- [Aim of the exercise] Arrange the lines of the listing below into a numbered list, skipping blank lines and omitting the pictures.

[Annotated coordinate records]
┄┄┄┄┄┄┄┄┄┄┄┄┄┄┄┄┄┄┄┄

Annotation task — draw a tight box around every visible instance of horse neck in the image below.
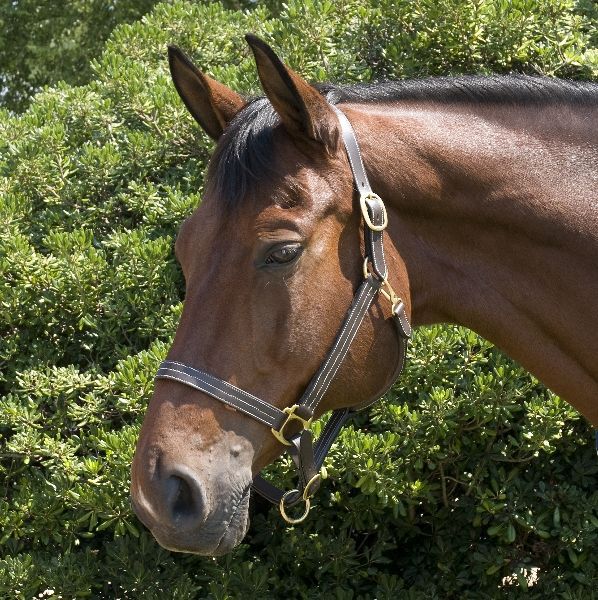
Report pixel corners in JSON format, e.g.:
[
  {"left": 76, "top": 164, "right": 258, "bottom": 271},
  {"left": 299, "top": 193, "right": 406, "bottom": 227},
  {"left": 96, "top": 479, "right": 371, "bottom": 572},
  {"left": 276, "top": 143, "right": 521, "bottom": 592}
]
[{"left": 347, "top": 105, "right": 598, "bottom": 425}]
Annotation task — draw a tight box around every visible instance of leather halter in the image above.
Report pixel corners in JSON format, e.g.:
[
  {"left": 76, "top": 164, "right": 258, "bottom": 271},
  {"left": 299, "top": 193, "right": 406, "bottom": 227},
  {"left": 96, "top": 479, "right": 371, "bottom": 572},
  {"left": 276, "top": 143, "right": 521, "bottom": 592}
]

┄┄┄┄┄┄┄┄┄┄┄┄┄┄┄┄┄┄┄┄

- [Written response]
1. Annotation task — draw a tight box around every visible instance of horse neck in the image below.
2. Report pixel corners in JSON format, e.g.:
3. [
4.   {"left": 76, "top": 164, "right": 258, "bottom": 271},
5.   {"left": 299, "top": 193, "right": 406, "bottom": 227},
6.   {"left": 96, "top": 479, "right": 371, "bottom": 572},
7.   {"left": 276, "top": 143, "right": 521, "bottom": 592}
8. ]
9. [{"left": 347, "top": 105, "right": 598, "bottom": 425}]
10. Annotation task — draw a tight box around every visible instance of leather halter in the image above.
11. Report pixel corners in JSON format, e.g.:
12. [
13.   {"left": 76, "top": 164, "right": 258, "bottom": 271},
14.   {"left": 299, "top": 193, "right": 406, "bottom": 227},
15.   {"left": 96, "top": 479, "right": 371, "bottom": 572},
16.   {"left": 276, "top": 143, "right": 521, "bottom": 592}
17. ]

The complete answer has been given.